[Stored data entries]
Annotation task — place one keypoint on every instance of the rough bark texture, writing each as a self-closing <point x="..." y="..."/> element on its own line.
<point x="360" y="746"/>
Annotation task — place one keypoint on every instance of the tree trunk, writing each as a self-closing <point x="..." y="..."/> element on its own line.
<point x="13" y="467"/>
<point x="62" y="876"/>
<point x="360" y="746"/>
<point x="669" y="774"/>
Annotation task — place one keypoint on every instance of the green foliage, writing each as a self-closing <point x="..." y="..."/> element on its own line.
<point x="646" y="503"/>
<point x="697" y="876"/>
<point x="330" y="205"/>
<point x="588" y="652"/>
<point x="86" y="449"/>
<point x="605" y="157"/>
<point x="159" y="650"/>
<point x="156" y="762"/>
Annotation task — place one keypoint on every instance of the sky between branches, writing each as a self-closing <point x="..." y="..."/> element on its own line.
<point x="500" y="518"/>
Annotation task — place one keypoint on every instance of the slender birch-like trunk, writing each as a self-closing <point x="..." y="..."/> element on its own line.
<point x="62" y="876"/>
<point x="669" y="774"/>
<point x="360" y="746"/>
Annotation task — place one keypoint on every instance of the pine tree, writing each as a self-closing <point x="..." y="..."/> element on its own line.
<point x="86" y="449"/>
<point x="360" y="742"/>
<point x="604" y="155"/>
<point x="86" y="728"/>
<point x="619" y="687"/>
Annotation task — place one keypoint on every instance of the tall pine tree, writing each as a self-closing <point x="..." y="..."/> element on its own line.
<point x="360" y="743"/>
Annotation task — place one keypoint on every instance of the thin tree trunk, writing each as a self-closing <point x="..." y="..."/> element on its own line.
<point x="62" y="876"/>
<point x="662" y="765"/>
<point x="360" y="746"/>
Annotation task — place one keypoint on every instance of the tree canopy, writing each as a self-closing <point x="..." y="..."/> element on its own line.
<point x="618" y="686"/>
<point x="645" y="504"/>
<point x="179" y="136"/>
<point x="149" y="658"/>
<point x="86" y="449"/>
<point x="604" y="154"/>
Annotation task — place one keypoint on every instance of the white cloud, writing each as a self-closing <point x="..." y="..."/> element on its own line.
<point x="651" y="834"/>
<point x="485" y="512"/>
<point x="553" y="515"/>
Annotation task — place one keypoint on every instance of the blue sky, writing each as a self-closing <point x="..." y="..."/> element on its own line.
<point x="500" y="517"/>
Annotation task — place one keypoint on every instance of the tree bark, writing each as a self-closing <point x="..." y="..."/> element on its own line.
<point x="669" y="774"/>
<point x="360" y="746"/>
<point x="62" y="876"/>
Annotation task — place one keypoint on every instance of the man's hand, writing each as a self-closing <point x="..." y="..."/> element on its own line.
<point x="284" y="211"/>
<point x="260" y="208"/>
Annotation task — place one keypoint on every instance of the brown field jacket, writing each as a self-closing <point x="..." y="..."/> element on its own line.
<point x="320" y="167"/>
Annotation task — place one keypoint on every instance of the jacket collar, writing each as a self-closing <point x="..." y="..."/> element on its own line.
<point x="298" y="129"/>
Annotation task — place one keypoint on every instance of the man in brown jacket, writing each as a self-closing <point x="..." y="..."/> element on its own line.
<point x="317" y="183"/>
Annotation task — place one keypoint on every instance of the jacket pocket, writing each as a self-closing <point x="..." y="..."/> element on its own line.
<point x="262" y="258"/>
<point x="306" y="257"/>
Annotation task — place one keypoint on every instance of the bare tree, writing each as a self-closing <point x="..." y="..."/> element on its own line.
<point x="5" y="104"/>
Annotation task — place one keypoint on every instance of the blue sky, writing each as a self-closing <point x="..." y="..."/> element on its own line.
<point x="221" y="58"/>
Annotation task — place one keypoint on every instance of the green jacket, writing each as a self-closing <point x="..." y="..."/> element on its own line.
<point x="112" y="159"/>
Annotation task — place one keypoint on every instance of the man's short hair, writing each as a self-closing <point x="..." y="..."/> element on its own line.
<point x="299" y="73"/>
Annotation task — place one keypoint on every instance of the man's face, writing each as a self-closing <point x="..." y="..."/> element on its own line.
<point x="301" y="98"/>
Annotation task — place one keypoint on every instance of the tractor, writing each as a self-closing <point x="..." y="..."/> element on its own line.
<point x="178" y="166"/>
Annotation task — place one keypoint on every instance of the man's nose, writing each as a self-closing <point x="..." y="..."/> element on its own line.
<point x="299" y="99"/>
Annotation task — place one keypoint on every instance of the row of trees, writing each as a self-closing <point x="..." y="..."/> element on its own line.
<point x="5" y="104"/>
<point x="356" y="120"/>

What you need to do -
Reproduce the entries starting at the line that contains "green jacket, writing" and ending with the last entry, requests included, and offset every x and y coordinate in the answers by adding 108.

Task result -
Annotation task — place one keypoint on every instance of the green jacket, writing each as a self-closing <point x="..." y="..."/> element on its own line.
<point x="220" y="267"/>
Annotation task — place one keypoint on every instance of the man's short hair, writing each as a self-closing <point x="..." y="..."/> element on its own line.
<point x="407" y="181"/>
Annotation task — place one keypoint on every instance of the man's face, writing each as a self-closing <point x="..." y="..."/> element on its own line.
<point x="409" y="206"/>
Annotation task — place one keypoint on every instance of the tractor, writing each as a self-closing <point x="..." y="..."/> element on its own line.
<point x="286" y="274"/>
Annotation task — place one keypoint on every instance of the man's nose, writing each as a self-closing <point x="..." y="..."/> element on its own line.
<point x="407" y="207"/>
Annotation task — place one keypoint on every instance of the row of trees, writing each as a self-closing <point x="..." y="..."/> element on its own line.
<point x="113" y="212"/>
<point x="464" y="228"/>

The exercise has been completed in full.